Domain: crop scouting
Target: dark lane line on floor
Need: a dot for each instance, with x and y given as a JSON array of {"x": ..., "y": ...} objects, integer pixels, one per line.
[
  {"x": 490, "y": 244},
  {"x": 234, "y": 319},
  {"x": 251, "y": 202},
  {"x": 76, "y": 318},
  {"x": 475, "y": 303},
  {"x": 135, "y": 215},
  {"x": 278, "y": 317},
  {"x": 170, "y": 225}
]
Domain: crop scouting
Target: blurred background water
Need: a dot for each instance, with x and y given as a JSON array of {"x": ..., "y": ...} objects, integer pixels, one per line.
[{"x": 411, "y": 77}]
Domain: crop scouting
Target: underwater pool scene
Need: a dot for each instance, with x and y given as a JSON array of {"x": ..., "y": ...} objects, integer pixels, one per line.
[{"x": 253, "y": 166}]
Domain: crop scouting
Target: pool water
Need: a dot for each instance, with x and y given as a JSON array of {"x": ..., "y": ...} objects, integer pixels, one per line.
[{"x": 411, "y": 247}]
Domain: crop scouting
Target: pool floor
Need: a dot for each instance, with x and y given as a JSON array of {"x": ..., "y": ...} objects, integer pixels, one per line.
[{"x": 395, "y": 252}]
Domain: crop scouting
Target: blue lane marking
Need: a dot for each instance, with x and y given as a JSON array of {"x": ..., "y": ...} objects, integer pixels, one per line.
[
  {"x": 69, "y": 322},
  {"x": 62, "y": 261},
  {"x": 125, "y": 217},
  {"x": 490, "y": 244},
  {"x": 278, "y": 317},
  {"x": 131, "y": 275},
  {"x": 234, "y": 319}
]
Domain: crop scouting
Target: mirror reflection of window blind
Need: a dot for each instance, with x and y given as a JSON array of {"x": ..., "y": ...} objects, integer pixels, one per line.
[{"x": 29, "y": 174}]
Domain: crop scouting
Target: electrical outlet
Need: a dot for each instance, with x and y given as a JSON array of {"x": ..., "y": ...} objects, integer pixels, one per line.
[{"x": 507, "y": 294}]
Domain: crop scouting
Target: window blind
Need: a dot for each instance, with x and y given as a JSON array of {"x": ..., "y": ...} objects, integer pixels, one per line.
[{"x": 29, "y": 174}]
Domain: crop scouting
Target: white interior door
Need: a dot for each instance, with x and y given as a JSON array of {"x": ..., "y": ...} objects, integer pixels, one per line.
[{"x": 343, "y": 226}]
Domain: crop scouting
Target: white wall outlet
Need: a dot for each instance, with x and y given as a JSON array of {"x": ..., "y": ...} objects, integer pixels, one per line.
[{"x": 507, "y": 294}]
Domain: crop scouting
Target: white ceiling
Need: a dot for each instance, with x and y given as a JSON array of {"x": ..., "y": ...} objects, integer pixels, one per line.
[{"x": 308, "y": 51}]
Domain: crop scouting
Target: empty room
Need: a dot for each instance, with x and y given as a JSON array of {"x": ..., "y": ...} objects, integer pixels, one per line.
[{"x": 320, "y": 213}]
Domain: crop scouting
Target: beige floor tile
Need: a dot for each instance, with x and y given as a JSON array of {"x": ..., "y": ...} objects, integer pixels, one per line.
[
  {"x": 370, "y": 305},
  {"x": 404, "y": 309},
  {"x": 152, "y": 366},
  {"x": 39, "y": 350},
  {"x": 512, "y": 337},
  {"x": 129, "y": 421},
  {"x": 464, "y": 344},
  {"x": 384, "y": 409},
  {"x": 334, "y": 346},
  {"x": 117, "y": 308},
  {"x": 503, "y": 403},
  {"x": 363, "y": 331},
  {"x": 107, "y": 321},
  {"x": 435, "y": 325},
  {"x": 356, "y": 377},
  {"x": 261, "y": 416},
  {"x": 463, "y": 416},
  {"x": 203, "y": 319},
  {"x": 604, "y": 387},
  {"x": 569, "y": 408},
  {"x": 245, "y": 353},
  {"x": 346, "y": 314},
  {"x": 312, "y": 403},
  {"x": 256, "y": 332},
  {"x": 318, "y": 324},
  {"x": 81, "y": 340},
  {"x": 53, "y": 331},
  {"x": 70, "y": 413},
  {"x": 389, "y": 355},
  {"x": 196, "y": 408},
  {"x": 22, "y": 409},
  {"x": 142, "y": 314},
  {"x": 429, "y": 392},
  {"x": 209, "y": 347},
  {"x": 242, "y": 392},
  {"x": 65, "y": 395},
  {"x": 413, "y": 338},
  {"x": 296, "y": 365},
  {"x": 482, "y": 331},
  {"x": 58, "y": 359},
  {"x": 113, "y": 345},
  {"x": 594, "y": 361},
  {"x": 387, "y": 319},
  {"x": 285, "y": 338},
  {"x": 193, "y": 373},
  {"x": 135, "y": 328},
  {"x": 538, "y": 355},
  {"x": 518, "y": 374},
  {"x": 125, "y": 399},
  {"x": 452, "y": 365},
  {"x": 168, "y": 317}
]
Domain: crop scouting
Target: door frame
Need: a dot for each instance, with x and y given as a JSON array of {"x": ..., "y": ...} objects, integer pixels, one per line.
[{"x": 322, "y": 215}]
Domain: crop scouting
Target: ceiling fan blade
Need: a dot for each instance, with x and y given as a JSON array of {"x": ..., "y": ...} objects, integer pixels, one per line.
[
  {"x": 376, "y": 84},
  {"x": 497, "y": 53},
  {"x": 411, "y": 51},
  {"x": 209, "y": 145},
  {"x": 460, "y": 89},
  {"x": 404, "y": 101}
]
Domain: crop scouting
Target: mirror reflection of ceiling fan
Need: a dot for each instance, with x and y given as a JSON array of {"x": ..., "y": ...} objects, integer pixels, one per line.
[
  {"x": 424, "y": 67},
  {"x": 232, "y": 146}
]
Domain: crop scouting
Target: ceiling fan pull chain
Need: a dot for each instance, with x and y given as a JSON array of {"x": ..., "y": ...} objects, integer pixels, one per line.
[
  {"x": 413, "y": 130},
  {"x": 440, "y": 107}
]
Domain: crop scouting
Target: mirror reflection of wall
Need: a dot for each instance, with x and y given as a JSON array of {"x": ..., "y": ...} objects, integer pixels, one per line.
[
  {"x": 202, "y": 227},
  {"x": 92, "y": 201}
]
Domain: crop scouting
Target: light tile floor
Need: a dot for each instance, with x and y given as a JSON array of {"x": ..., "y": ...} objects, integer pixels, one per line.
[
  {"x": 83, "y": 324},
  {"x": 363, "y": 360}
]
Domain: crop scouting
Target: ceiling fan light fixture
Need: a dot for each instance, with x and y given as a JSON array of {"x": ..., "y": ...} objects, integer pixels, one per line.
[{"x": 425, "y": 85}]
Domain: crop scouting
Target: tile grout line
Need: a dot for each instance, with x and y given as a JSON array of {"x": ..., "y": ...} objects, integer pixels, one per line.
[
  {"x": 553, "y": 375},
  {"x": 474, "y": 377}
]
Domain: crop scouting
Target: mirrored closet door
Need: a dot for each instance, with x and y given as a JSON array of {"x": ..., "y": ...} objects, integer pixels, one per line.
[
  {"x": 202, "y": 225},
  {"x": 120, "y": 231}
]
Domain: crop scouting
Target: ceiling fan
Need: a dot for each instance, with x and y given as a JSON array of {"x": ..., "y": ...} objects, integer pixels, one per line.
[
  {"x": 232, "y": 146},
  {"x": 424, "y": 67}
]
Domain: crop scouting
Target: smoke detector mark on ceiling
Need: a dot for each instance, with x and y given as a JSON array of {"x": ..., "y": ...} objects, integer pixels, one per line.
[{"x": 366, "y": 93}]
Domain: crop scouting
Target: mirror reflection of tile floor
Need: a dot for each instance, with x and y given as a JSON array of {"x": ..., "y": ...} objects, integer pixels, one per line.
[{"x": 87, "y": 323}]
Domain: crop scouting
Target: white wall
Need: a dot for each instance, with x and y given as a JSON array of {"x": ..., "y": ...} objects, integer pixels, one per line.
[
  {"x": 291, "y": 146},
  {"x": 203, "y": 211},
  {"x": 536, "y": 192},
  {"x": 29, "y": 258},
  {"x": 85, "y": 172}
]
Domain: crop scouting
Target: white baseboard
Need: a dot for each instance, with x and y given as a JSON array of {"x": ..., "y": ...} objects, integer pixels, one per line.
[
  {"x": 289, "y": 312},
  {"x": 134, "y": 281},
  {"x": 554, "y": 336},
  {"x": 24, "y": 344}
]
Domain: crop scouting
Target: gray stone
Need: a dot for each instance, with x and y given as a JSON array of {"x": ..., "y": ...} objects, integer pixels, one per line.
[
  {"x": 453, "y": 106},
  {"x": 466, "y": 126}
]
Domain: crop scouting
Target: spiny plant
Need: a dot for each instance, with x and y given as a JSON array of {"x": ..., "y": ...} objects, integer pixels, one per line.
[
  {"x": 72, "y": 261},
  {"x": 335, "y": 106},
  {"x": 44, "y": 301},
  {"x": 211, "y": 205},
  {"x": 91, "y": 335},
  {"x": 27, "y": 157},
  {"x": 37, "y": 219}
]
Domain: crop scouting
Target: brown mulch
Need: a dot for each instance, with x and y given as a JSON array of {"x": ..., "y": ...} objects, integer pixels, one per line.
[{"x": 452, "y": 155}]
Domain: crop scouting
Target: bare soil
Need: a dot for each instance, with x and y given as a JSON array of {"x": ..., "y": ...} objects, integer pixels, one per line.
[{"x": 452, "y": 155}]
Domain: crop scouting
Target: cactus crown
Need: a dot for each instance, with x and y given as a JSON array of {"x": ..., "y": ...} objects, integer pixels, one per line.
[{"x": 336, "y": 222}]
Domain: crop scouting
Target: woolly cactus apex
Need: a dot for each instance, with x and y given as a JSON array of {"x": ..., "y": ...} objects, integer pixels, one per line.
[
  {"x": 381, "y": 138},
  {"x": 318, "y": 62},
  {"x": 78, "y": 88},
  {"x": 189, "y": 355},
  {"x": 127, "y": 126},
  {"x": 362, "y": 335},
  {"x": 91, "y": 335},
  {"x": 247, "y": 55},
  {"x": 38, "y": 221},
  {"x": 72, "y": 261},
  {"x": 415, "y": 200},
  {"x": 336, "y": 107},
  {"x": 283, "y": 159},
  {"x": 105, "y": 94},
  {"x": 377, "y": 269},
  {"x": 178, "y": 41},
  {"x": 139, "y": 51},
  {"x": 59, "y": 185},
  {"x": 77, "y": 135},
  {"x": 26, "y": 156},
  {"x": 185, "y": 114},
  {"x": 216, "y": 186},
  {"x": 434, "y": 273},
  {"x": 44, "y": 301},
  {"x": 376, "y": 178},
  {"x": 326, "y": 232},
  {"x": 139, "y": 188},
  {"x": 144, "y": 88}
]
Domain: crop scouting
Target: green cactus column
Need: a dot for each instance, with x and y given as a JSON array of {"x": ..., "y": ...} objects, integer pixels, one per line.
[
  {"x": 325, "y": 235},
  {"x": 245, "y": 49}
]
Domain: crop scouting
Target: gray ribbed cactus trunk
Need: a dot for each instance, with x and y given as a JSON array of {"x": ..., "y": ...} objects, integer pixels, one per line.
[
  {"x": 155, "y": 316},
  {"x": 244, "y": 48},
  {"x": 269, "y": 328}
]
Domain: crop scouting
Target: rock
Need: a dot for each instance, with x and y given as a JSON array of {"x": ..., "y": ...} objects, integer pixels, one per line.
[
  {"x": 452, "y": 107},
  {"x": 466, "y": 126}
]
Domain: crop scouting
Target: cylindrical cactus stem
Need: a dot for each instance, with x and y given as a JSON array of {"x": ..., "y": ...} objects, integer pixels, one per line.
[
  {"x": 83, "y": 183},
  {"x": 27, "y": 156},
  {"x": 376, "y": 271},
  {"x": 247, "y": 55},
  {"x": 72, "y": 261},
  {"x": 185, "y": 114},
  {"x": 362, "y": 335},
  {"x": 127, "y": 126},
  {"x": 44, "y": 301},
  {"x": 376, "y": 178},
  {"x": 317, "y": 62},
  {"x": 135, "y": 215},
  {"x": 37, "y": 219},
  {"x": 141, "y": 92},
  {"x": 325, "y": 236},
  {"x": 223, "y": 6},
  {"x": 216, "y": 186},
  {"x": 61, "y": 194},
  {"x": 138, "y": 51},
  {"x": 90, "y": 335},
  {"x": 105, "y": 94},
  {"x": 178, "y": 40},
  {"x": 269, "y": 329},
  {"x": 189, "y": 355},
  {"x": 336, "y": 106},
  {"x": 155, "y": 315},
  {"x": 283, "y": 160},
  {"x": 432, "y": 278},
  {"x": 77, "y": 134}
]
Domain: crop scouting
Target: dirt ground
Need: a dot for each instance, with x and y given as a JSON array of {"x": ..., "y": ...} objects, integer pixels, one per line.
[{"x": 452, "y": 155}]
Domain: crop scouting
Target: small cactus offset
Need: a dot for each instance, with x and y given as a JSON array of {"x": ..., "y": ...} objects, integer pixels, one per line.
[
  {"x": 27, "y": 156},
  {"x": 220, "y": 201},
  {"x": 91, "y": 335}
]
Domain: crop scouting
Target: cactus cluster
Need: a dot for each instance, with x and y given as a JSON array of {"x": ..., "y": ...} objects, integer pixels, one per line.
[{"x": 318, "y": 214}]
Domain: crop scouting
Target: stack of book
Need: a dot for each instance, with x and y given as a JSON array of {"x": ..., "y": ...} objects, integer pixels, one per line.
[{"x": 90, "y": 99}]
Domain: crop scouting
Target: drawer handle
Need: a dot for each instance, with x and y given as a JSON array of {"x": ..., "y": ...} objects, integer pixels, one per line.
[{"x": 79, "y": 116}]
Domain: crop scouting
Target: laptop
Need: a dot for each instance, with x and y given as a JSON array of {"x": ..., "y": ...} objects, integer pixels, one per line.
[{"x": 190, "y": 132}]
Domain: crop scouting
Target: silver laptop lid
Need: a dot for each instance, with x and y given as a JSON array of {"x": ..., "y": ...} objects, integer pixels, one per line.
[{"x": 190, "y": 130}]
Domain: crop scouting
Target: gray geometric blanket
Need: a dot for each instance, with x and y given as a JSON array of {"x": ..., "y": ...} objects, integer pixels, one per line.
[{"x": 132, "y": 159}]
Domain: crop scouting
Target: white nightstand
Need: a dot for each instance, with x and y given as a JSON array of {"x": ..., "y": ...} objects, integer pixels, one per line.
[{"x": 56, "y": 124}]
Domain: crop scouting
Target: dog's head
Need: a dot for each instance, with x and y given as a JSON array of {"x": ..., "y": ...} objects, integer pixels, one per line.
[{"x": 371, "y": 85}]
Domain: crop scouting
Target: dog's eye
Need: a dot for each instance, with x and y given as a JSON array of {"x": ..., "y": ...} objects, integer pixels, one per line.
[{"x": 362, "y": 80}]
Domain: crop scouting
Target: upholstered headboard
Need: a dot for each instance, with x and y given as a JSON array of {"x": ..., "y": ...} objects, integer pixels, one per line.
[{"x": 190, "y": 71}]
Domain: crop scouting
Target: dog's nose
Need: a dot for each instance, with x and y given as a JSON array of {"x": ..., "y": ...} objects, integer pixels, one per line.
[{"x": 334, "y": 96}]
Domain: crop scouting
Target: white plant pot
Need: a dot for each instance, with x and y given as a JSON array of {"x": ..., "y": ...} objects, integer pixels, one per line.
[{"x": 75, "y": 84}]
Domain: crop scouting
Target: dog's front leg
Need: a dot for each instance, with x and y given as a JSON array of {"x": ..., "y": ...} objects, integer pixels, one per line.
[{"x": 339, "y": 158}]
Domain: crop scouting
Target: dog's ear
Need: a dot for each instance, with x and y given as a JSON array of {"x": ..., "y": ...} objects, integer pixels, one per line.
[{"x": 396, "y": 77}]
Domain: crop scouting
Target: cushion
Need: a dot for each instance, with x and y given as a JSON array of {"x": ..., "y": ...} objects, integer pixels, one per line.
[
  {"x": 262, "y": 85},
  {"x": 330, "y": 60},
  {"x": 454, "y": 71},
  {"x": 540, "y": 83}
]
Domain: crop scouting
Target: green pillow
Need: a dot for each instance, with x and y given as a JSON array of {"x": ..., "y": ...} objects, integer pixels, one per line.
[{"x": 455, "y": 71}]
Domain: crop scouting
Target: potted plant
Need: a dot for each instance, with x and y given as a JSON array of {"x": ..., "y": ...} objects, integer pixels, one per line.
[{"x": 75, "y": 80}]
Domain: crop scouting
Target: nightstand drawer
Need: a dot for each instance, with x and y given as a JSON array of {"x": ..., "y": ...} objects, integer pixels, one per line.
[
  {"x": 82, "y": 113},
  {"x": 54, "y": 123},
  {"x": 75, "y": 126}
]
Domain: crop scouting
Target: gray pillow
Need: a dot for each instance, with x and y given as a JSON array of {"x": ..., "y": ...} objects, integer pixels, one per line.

=== TASK GOAL ===
Which lines of the data contain the string "lane"? Copy each of them.

=== RESULT FOR THIS EXERCISE ===
Target: dark lane line on floor
Target: blue lane marking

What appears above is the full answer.